# Tasks
1. Answer these from the Oak Creek ukulele article:
(a) Which group approved the idea of replacing recorders with ukuleles?
(b) What grade is Gavin Carlson in?
(c) What does the Marquette University band put at the end of horns, and for what purpose?
2. Pick up the Oak Creek ukulele article after its last sentence and keep writing it.

** Opening Excerpt block **

Pandemic causes switch from recorders to ukuleles in Oak Creek music class

Posted at 6:11 PM, Mar 03, 2021
and last updated 2021-03-03 19:11:23-05

OAK CREEK — Do you remember playing recorders in elementary school music class? Well, times are changing now because of the pandemic. At an Oak Creek elementary school, they have swapped recorders for ukuleles.

"But because they're blowing a lot of spit and a lot of squeaking and they get a little messy, they didn’t want to take any chances with that," Carollton Elementary School music teacher, Sarah Atkinson, said.

Since recorders cause a potential health hazard, Ms. Atkinson had to come up with an alternative. She approached the parent-teacher organization, which approved the idea.

"I was just moved to tears when I found out we were getting a classroom set of ukuleles, because it gave me a new hope of some fun things to do with the kids," she said.

Recorders are one of those funny instruments we seem to only play in elementary school music class. They play second fiddle to guitars, pianos, drums, bass and even fiddles. It's why the switch is a welcomed change by students.

"It was such a high-pitched tone to the recorder, and it wasn’t like good. But on the ukulele it's so happy, and it's a lot easier to play," 5th grader Gavin Carlson said.

The tone might be one of the biggest changes. In fact, it's one of the reasons Carlson likes to play the ukulele so much.

"I can play happy songs to my mom when I get home and stuff like that," he said.

It's not just the students who like the change. Parents have been happy about it too.

"I know off the top of my head several adults that have a ukulele at home that play it for fun. I can’t think of one that still plays on the recorder," Ms. Atkinson said.

This is part of a larger change within music classes across the country. The CDC recommends these types of changes to keep students and teachers safe.

However, larger institutions like the Marquette University band have found ways to play woodwinds but stay safe. They have specially designed masks that allow musicians to play woodwind or brass instruments. They also put covers at the end of horns to trap any particles or moisture that might come out.

** Closing Excerpt block **
** Opening Dataset extract block **

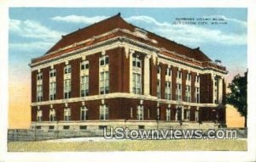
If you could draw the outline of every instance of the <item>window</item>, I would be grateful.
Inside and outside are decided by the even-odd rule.
[[[143,115],[144,115],[143,106],[141,106],[141,105],[137,106],[137,119],[138,120],[143,120]]]
[[[37,82],[37,101],[43,101],[43,73],[40,72],[37,75],[38,82]]]
[[[187,74],[187,81],[191,81],[191,74],[190,73],[188,73]]]
[[[87,126],[80,126],[80,130],[87,130]]]
[[[185,101],[191,102],[191,87],[186,86]]]
[[[134,55],[132,57],[132,66],[136,68],[141,68],[142,66],[142,59],[138,55]]]
[[[49,109],[49,121],[55,120],[55,109]]]
[[[109,73],[103,71],[100,74],[100,93],[108,94],[109,92]]]
[[[71,97],[71,80],[67,79],[64,81],[64,98],[70,98]]]
[[[150,119],[150,108],[148,108],[148,119]]]
[[[106,104],[100,105],[100,120],[108,120],[108,107]]]
[[[70,108],[64,109],[64,120],[69,121],[71,120],[71,110]]]
[[[171,121],[171,109],[166,109],[166,121]]]
[[[81,110],[80,110],[80,120],[86,120],[88,119],[87,111],[88,111],[88,109],[85,106],[81,107]]]
[[[63,126],[63,130],[69,130],[69,126]]]
[[[108,64],[108,56],[102,56],[100,58],[100,65],[104,66]]]
[[[182,85],[179,83],[177,84],[176,100],[177,101],[182,100]]]
[[[161,67],[160,66],[157,66],[157,74],[160,74],[161,73]]]
[[[190,119],[190,111],[189,109],[184,109],[184,120],[189,120]]]
[[[89,61],[81,62],[81,70],[89,70]]]
[[[166,81],[166,90],[165,90],[165,97],[166,99],[171,99],[172,94],[172,82]]]
[[[56,76],[56,70],[53,69],[49,70],[49,77]]]
[[[71,73],[71,65],[67,64],[64,68],[64,74],[70,74]]]
[[[195,87],[195,103],[200,103],[200,88]]]
[[[200,76],[199,75],[195,76],[195,82],[200,82]]]
[[[156,95],[157,95],[158,98],[161,98],[160,81],[157,80],[156,84],[157,84],[156,85]]]
[[[49,100],[56,99],[56,82],[49,82]]]
[[[172,76],[172,69],[171,68],[167,68],[166,69],[166,75]]]
[[[38,73],[37,75],[38,81],[43,80],[43,73]]]
[[[160,108],[157,108],[157,109],[156,109],[157,120],[160,120]]]
[[[42,121],[43,112],[41,109],[37,111],[37,121]]]
[[[177,79],[182,79],[182,72],[181,71],[177,72]]]
[[[43,85],[37,86],[37,100],[41,102],[43,100]]]
[[[55,126],[49,126],[49,130],[54,130]]]
[[[142,94],[142,75],[139,73],[132,74],[132,91],[135,94]]]
[[[81,97],[89,95],[89,75],[81,77]]]

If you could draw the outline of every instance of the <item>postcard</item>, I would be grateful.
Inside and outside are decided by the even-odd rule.
[[[255,3],[3,3],[0,161],[255,160]]]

** Closing Dataset extract block **

# Responses for each task
1.
(a) The parent-teacher organization.
(b) 5th grade.
(c) Covers, to trap any particles or moisture that might come out.

2.
specialty marquette mask
Marquette junior Bailey Lewis can player her trombone with her specialized mask on.

Back at Carollton Elementary, students aren't even allowed to sing. With no brass or wind instruments allowed either, that means there is a lot of percussion going on. However, it comes at a cost.

Ms. Atkinson has to clean each instrument after each use. The ukuleles are wiped down after each use, but that has the potential to damage the instrument. At the moment, there isn't a great alternative. However, she has gotten some help from a local Home Depot. They donated buckets students use as drums. They are easy to clean without the risk of damaging the instrument.

Assessments are also done in a new way. Ms. Atkinson can't get too close to students. That means she can't adjust students' fingers to the right fret or help them with strumming techniques. If she were to get COVID-19, the entire music program would cease to exist in her absence.

Ms. Atkinson performs socially distanced assessments. She gets a student to record the performance for a later review.

"So what I do is I empower students that get it fast. They're my helpers, and I send them off to help the kids that are struggling."

Overall, adapting to the pandemic has been an issue, but Ms. Atkinson said she has learned so many new teaching methods and techniques because of it.

"I feel like teaching music during the pandemic has made me a better teacher."